:: Exercise brief ::
Print all of the lines below word for word, but leave the pictures out.

:: Material provided ::
--------

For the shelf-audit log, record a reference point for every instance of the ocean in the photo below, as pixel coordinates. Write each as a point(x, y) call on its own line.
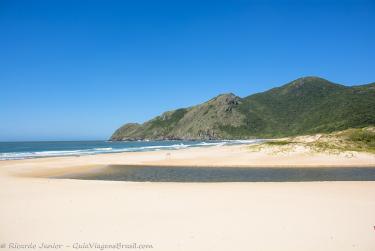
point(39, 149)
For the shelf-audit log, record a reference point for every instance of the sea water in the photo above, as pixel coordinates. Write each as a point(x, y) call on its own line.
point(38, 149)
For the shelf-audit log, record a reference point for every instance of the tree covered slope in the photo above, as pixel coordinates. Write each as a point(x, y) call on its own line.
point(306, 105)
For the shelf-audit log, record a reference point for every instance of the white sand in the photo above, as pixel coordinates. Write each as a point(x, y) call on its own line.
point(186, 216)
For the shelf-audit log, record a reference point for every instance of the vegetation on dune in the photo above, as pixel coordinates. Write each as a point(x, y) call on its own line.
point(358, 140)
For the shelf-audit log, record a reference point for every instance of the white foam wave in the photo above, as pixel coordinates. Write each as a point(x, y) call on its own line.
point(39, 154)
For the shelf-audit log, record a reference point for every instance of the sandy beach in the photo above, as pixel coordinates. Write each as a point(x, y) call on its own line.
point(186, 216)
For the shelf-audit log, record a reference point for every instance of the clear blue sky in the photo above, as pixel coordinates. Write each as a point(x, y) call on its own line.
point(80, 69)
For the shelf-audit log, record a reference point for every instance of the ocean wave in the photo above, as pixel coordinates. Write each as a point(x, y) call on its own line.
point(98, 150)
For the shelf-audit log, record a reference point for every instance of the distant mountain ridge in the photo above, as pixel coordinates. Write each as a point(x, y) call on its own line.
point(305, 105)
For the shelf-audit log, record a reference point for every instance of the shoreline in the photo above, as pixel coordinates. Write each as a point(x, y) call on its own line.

--------

:: Response ::
For the shelf-audit log, record a reference point for every instance of the ocean in the photo below, as pixel coordinates. Write each as a point(x, y) call on its own line.
point(39, 149)
For the shelf-audit log, record a reference point for every instance of the sea water in the photo above, as pixel coordinates. Write each as a point(x, y) call on its own line.
point(38, 149)
For the shelf-audit log, record a reference point for every instance of the tree covered slope in the photo above, as pixel coordinates. Write each as a point(x, y) call on its own line.
point(306, 105)
For the shelf-audit log, record a reference point for every instance of the white sand in the photo above, as pixel coordinates. Write each as a point(x, y) call on its own line.
point(186, 216)
For the shelf-audit log, record a reference point for every instance of the vegetation on dune in the photo above, as pixel coordinates. Write each as a point(x, y) call on its own line.
point(358, 140)
For the shelf-audit log, record a reference point for every instance of the white foam wave in the photo above, as pixel coordinates. Write each as a point(x, y) call on its own line.
point(39, 154)
For the shelf-audit log, record a reference point for every instance of the sandy beach in the photo above, as pixel coordinates. Write each as a point(x, y) call on its own line.
point(186, 216)
For the shelf-audit log, record a reference point for every instance of the clear blue sky in the photo above, as pixel coordinates. Write each as a point(x, y) call on its own line.
point(80, 69)
For the shelf-audit log, record a reference point for every instance of the ocean wave in the photo above, as pixel coordinates. Write each as a point(x, y) call on its own line.
point(98, 150)
For the shelf-audit log, record a reference point for every instance of the distant mountain ridge in the photo above, as pixel coordinates. Write each as a point(x, y) call on its own line.
point(305, 105)
For the shelf-audit log, record a reference point for every instance of the shoreline in the photo above, as pixel coordinates. Write each as a point(x, y) call on its own line.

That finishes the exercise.